- [TAREFA OBRIGATÓRIA 1]: Por favor, traduza para o inglês esta frase do texto sobre a música de louvor adventista: “As versões dos hinos nesse disco não soam em nada como os hinos conhecidos mencionados acima.”
- [TAREFA OBRIGATÓRIA 2]: Prossiga com o texto sobre a música de louvor adventista a partir do ponto em que ele termina.

- [TEXTO DE ORIGEM]:
**********
David A. Williams, um professor assistente no Seminário
Teológico Adventista do Sétimo Dia e diretor da associação de música e adoração,
compartilhou sua experiência e conhecimento em história litúrgica e prática de
culto. Ele apontou que, enquanto muito já foi dito sobre uniformidade na experiência
de louvor adventista, o disco apresenta outra perspectiva. “Eu considero que o
que estou vendo aqui são algumas diferenças regionais e culturais que impactam
a prática litúrgica [adventista]”, ele disse. Williams continuou dizendo que mesmo
dentro na comunidade negra adventista existe diversidade, e o hino “Take thy
burden to the Lord” não existe em nenhum hinário adventista existente. Em
contrapartida, “On Jordan’s stormy banks” é um spiritual clássico, mas não
aparece com a familiar canção “Promised Land”, versão que está no hinário de 1985 (o hinário
adventista atual nos Estados Unidos). Era originalmente uma melodia folk, mas tocada
em tom menor, não em tom maior (como aparece no hinário atual). As versões dos
hinos nesse disco não soam em nada como os hinos conhecidos mencionados acima.
Dr. Nicholas Zork, ministro de louvor e artes na igreja
Advent Hope em Manhattan e professor adjunto do departamento de música da Universidade
Andrews, questionou se realmente existe apenas um tipo “tradicional” de música
adventista. Ele apontou como as tradições ocidentais brancas de música foram
levantadas como prescritivas, erroneamente privilegiando vozes brancas e
marginalizando pessoas de outras etnias. Ele destaca que é significativo que
ele “literalmente nunca ouviu um argumento de que apenas um estilo é santo e
que esse estilo ‘santo’ não fosse outra coisa a não ser música ocidental europeia”.
Zork continua: “com a descoberta desse disco, eu só acho maravilhoso que
tenhamos mais evidências positivas, diretas e inspiradoras de uma história
diversificada. Espero que essa descoberta nos ajude a focar e refratar a
maneira que vemos a prática de louvor adventista dos nossos antepassados, e nos
encoraje a contar uma história mais completa de quem nós somos, e amplificar e
centralizar o valor das vozes dos nossos irmãos e irmãs em Cristo que são pretos
e têm sido constantemente marginalizados na nossa tradição. Esse disco representa uma parte
inspiradora e essencial de quem nós fomos, quem nós somos e, eu oro, quem nós
podemos esperar ser.”
**********
Registros de dados
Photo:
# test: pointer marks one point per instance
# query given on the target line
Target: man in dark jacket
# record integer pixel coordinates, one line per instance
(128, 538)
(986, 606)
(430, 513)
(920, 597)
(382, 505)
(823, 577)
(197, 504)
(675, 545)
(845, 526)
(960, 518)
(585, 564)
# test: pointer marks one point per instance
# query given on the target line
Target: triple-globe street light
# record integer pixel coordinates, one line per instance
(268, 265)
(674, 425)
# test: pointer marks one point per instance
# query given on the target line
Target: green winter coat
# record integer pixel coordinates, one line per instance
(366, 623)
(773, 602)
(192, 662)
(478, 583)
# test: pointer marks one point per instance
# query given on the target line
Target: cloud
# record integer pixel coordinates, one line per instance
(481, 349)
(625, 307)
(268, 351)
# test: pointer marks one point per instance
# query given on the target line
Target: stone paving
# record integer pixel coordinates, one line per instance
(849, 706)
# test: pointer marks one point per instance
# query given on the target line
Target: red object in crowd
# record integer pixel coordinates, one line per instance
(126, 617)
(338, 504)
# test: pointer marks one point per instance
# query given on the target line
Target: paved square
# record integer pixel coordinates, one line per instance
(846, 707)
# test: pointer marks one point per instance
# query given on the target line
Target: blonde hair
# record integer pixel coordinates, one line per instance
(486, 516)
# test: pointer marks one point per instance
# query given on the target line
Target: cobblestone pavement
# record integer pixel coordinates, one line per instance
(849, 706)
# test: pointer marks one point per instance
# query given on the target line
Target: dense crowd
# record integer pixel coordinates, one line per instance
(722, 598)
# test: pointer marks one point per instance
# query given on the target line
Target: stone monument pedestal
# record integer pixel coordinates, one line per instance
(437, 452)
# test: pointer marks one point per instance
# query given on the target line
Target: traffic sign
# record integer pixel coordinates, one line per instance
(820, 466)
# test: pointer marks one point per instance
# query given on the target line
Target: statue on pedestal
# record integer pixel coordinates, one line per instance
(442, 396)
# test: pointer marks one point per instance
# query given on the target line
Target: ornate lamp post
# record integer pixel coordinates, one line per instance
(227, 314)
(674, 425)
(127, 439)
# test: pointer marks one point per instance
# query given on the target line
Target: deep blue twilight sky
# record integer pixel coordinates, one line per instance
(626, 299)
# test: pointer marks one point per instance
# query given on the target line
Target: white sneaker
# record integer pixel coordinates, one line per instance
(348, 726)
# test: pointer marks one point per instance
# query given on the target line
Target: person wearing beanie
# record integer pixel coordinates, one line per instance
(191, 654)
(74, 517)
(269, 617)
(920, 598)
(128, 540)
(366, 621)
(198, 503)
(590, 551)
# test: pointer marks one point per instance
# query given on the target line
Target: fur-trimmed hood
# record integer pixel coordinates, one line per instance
**********
- [RESPOSTA 1]: The versions of the hymns on this record sound nothing like the well-known hymns mentioned above.

- [RESPOSTA 2]:
A Dra. Eurydice Osterman, professora emérita de música na Universidade de Oakwood, observou que essa não apenas é a primeira e mais antiga gravação de um coral Adventista do Sétimo Dia, mas é surpreendente que eles, como afro-americanos, tivessem acesso à tecnologia para gravá-lo. Essas faixas tinham uma função dupla de afirmar sua fé e expressar emocionalmente suas experiências humanas na luta por liberdade plena. “Cantar é o respiro da alma”, observação de Osterman que ela disse ecoar um provérbio africano que diz que o espírito não vai descer sem música. Ela observou que a forma tradicional de louvor com “chamado e resposta”[2] — típica do louvor das congregações Afro-americanas — não está exemplificado nesse disco em particular porque “nenhuma questão é levantada” ou mesmo “alguma declaração que requer uma resposta”. Porém, ainda assim, exemplifica a proeminência da oração no louvor da comunidade preta. “Orar, assim como cantar, geralmente eram combinados com outros elementos como murmúrios, gemidos e outras expressões.”[3] O que torna essas faixas particularmente notáveis, Osterman acrescenta, é que eles são versões a capela das músicas — característica tradicional dos negro spirituals.
Dra. Jeryl Cunningham-Fleming, uma solista proeminente e diretora
adjunta da American Spiritual Ensemble, disse que escutar essas canções, de
diversas formas, levou-a de volta à sua infância, quando ela viajava com sua família
para a zona rural da Georgia: “eu me lembro de sentar na igreja do interior
ouvindo a congregação cantar. O som que eu ouvi nessas gravações é como e o que
eles cantavam — e cantam até hoje.” Sendo cantora, ela notou que a harmonia não
era baseada em nenhum modelo eurocêntrico que conhecemos, como a tríade. “Foi
ao mesmo tempo estranho e tranquilizador ouvir como as pessoas cantavam na
igreja.” Ela disse ainda que esse disco nos dá “prova” de que esse “estilo de
canto” era de fato “usado na Igreja Adventista do Sétimo Dia”. A doutora ainda
apontou que “o fato de que o grupo manteve sua identidade cultural e cantou o
que era familiar a eles” demonstra como eles “eram extremamente sinceros em seu
louvor”. As seis a oito pessoas que se estima que participaram dessa gravação
estavam tendo uma chance de “gravar algo evangelístico e natural”. Esse
registro ainda nos mostra como Deus “aceita o sincero louvor de todo coração
dos Seus filhos e ama a diversidade”.
Todos os participantes do painel afirmaram que esse achado é muito rico e mais esforço precisa ser feito para que esses hinos e essa incrível diversidade da nossa herança musical adventista não seja perdida. “Na minha perspectiva”, observou Williams, “esse é um disco bem adventista. ‘Jordan’s stormy banks’ é um hino sobre a segunda vinda de Cristo. ‘Take my burdens to the Lord’ é sobre o Evangelho. Essas são duas partes essenciais da identidade adventista que compartilhamos.”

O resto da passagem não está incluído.